#### Objetivo da tarefa
Copie de novo, por favor, as linhas da que contém "for the snow-capped" até a que contém "560, 189, 600, 217", ambas incluídas e com os pedidos, multiplicando por 2,4 cada coordenada das respostas e arredondando o resultado para inteiro, com meios para cima.

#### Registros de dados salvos
"""

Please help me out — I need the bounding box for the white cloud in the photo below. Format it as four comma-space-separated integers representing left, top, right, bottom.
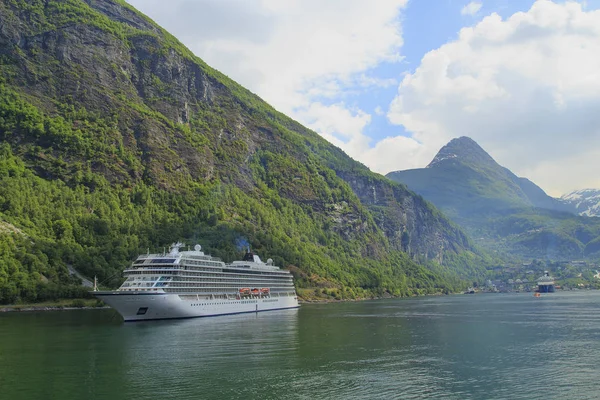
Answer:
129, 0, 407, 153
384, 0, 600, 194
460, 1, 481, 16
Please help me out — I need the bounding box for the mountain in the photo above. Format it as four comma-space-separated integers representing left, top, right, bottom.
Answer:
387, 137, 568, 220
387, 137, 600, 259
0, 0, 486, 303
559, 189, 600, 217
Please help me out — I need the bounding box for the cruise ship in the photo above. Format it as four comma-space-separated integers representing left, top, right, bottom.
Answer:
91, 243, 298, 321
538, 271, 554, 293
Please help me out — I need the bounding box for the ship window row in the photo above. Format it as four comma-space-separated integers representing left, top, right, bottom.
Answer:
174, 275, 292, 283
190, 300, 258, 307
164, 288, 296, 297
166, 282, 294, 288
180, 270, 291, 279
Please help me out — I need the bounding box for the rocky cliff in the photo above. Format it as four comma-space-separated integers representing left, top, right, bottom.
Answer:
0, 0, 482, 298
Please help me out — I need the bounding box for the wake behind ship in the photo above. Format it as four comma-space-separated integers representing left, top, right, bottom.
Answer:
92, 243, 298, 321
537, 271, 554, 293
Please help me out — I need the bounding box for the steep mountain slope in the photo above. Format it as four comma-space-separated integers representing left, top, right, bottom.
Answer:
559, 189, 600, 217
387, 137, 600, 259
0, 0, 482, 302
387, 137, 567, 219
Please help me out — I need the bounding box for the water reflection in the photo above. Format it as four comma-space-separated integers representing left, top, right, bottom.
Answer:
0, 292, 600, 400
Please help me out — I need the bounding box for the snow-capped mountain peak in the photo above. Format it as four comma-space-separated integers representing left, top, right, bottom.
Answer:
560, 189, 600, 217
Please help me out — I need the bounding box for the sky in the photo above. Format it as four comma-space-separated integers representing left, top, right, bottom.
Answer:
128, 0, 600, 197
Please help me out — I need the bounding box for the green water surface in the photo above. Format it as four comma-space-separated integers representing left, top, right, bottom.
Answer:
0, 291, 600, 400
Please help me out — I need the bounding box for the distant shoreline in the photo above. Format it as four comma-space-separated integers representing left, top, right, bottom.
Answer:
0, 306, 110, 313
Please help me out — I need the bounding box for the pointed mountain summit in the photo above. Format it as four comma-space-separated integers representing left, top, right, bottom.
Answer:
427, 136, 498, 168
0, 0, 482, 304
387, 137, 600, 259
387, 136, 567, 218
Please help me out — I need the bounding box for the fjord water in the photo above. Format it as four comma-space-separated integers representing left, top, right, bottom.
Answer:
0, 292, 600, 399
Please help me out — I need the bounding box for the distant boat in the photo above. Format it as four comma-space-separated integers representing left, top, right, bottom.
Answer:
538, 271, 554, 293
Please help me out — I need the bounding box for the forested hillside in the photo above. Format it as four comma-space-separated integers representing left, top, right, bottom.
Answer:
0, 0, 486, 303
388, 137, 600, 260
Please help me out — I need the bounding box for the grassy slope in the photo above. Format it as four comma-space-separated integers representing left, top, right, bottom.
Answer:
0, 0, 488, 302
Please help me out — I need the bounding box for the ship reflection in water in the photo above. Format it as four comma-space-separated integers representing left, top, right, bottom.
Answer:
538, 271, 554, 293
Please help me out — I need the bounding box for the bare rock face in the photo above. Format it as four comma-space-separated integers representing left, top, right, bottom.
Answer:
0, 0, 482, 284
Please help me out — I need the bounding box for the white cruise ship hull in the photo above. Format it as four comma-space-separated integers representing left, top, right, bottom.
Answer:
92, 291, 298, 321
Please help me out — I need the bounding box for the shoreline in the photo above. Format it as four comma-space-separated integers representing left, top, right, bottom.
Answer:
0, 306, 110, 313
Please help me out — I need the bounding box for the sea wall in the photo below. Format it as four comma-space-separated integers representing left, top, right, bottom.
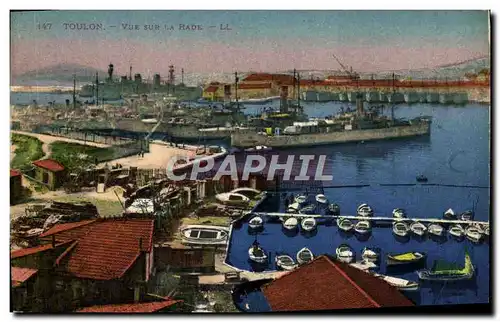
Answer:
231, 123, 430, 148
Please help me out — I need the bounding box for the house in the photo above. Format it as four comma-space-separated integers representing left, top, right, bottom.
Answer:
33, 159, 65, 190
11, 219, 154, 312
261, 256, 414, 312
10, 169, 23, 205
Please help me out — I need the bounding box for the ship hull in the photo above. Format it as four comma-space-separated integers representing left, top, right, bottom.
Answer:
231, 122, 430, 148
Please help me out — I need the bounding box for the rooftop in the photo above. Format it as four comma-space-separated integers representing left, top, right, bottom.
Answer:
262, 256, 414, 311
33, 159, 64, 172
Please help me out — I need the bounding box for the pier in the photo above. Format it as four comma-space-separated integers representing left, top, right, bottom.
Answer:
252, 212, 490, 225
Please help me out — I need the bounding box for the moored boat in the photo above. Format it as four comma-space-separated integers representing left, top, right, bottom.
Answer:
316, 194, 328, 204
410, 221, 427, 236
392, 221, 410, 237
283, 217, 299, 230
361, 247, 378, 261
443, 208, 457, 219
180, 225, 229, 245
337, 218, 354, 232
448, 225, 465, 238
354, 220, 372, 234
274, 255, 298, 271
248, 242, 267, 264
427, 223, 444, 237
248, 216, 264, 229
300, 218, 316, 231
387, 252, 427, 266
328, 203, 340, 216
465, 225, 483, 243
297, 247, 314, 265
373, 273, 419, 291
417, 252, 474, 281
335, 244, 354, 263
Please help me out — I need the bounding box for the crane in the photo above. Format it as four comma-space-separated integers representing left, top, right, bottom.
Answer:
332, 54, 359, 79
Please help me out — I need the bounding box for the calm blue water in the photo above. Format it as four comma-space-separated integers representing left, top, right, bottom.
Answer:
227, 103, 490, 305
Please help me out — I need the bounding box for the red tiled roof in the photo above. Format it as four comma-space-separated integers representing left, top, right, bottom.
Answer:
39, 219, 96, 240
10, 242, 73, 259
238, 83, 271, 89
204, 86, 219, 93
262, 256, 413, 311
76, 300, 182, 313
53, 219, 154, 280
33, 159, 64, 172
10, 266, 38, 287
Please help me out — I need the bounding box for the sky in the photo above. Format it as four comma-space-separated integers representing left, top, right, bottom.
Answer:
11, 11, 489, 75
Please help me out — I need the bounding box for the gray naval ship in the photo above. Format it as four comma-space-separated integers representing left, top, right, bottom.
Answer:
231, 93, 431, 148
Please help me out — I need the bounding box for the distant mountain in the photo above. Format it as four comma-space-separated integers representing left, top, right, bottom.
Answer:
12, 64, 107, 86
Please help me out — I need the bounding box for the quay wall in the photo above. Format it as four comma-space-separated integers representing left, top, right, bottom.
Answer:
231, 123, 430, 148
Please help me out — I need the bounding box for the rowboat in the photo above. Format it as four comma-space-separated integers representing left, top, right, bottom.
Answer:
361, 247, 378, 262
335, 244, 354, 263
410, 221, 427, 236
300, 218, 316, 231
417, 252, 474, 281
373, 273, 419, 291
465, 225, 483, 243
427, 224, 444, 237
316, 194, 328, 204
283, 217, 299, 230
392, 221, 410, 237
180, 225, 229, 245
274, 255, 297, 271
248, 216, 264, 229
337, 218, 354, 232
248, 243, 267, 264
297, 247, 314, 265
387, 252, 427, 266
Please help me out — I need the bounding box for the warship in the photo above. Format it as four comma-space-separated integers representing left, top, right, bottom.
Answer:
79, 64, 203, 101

"""
"""

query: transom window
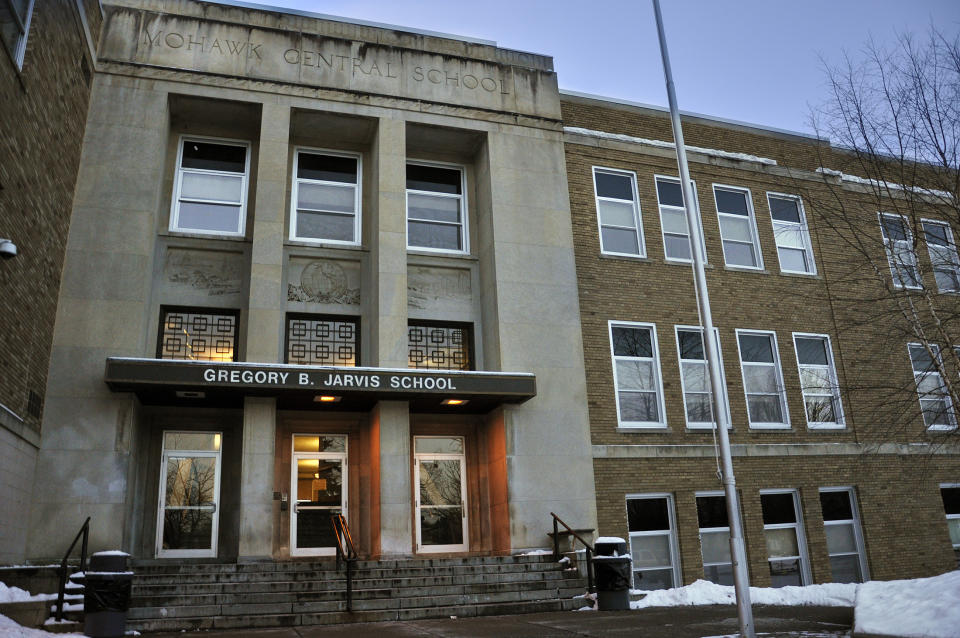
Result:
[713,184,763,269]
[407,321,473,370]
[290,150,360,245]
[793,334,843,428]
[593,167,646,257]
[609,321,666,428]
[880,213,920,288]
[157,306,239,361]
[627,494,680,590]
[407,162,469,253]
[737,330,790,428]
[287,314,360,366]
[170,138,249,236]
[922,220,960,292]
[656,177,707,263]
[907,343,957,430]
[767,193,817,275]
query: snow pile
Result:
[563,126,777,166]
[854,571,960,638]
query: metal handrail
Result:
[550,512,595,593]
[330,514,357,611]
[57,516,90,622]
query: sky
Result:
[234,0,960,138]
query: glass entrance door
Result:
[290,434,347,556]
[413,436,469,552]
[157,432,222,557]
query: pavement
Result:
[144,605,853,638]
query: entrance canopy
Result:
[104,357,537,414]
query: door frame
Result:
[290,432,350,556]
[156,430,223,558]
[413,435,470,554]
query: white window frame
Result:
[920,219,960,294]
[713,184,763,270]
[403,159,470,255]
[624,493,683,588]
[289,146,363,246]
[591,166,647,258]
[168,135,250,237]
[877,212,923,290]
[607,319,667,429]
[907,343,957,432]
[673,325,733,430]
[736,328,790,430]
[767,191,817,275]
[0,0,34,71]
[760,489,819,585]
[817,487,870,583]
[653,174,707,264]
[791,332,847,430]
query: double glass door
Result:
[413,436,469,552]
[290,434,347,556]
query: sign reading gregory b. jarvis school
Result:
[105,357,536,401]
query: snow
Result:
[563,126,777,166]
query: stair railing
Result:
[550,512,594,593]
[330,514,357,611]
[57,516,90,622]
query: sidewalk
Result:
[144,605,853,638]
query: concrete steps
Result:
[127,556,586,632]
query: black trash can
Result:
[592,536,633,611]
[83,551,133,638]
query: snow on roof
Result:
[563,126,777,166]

"""

#### Solução da tarefa
Please help me out — I need the bounding box for the snow-capped mountain peak in the photo above. Format it as four comma-space-separated integers representing left, top, right, bottom.
Answer:
1344, 454, 1440, 521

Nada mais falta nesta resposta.